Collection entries
-*-*-

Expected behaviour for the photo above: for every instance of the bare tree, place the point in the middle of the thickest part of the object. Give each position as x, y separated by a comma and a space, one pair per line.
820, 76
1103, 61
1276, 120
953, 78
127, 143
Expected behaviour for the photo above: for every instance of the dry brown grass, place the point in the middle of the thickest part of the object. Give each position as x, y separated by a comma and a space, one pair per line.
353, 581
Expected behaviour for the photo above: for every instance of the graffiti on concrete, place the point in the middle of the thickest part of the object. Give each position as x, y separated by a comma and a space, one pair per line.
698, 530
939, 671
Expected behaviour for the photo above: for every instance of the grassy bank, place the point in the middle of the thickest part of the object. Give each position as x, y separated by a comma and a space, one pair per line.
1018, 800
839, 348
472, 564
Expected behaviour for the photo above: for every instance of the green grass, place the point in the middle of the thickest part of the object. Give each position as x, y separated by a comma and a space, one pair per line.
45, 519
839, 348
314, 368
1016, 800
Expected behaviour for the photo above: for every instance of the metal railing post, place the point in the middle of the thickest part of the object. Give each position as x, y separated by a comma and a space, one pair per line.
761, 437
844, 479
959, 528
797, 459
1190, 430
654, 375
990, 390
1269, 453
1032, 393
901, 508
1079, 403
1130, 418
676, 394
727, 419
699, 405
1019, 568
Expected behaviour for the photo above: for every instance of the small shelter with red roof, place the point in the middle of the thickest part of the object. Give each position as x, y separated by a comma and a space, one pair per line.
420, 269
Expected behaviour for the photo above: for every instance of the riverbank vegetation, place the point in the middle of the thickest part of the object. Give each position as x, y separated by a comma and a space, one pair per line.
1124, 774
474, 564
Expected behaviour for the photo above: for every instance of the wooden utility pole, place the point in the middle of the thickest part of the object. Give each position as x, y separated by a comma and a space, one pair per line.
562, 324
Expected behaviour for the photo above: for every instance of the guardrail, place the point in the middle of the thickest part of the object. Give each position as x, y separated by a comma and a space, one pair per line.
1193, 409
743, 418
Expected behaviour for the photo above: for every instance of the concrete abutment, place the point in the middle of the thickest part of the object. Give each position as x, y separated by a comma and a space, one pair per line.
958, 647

-*-*-

*WHAT NEEDS TO BE DONE:* Using the records above, please retype only the run of lines from the line holding "of the wooden" through the last line, both ends included.

*ANSWER:*
Expected behaviour for the photo above: for every instance of the wooden utility pole, place the point in the middle of the thickest part of the object. Give each position as x, y separated by a comma and a space, one pair per line.
562, 324
Expected behaviour for the photo above: for every instance of the guardrail, place the point in the middle of the thickest part of the object. Give each position as x, y separated by a comma and a space, one pair per line.
1193, 409
743, 418
Expected behaviour for the photo above: for every instance of the concrete abutment, place the point in the middle of the thickest part of the object. Give each position as x, y separated by a comma and a space, one pair per line.
958, 647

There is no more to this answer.